## Aim
Copy the records below word for word, starting with the line that contains "[indicate] the tree on" and continuing through the end of the records.

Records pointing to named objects
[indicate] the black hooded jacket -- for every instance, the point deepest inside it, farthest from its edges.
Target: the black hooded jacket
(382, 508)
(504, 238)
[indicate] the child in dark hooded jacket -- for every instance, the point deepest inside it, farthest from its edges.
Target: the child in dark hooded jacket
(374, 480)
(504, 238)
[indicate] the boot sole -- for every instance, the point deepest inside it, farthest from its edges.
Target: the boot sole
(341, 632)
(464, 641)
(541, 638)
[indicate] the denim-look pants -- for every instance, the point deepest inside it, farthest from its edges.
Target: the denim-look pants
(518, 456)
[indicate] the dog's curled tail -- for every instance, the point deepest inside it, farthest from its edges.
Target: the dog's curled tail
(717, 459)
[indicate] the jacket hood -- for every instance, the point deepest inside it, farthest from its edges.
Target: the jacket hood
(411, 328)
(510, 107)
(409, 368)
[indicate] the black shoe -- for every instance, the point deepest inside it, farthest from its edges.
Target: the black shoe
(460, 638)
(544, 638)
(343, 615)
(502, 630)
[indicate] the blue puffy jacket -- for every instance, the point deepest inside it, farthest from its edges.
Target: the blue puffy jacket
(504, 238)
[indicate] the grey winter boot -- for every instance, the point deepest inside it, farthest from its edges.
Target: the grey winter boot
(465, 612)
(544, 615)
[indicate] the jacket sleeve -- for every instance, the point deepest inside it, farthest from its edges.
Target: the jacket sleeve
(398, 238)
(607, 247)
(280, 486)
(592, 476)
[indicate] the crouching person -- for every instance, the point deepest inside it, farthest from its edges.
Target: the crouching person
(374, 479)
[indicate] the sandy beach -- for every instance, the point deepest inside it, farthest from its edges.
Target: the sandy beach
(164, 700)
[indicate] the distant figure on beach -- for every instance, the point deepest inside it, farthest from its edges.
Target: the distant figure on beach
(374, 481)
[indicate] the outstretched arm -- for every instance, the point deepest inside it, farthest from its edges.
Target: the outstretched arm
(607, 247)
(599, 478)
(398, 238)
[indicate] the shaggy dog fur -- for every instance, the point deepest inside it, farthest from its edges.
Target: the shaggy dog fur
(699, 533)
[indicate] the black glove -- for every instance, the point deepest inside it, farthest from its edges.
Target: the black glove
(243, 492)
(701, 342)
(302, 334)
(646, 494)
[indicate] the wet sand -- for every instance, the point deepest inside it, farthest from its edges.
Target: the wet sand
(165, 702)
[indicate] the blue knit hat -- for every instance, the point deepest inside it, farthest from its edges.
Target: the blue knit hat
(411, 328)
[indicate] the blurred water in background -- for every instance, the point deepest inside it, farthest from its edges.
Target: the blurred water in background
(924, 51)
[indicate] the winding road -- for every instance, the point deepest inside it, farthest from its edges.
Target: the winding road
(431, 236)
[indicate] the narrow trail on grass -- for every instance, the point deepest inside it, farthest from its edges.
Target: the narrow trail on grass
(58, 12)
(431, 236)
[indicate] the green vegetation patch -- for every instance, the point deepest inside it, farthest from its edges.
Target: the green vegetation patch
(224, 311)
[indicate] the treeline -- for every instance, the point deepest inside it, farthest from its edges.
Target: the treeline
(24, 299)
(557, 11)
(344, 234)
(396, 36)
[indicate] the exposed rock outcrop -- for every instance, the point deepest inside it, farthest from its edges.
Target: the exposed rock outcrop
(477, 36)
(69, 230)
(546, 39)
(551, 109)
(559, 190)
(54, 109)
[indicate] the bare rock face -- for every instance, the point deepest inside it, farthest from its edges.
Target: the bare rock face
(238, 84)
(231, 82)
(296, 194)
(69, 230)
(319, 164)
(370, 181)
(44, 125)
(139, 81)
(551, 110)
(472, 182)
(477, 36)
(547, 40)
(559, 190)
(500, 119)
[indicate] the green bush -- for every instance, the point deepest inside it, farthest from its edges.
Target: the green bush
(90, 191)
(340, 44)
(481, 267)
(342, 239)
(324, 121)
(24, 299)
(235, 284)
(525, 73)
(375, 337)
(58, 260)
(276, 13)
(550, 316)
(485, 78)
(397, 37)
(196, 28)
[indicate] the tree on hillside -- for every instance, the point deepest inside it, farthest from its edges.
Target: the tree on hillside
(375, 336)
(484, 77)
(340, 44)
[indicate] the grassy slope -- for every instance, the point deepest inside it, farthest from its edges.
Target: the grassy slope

## Exercise result
[indicate] the tree on hillside -- for every instance, the point deepest inside it, farthest from its edges.
Target: the tree on hillside
(375, 336)
(484, 77)
(340, 44)
[indicate] the grassy slope -- for every instance, the point deepest inside it, farthest from its edges.
Target: the grassy slope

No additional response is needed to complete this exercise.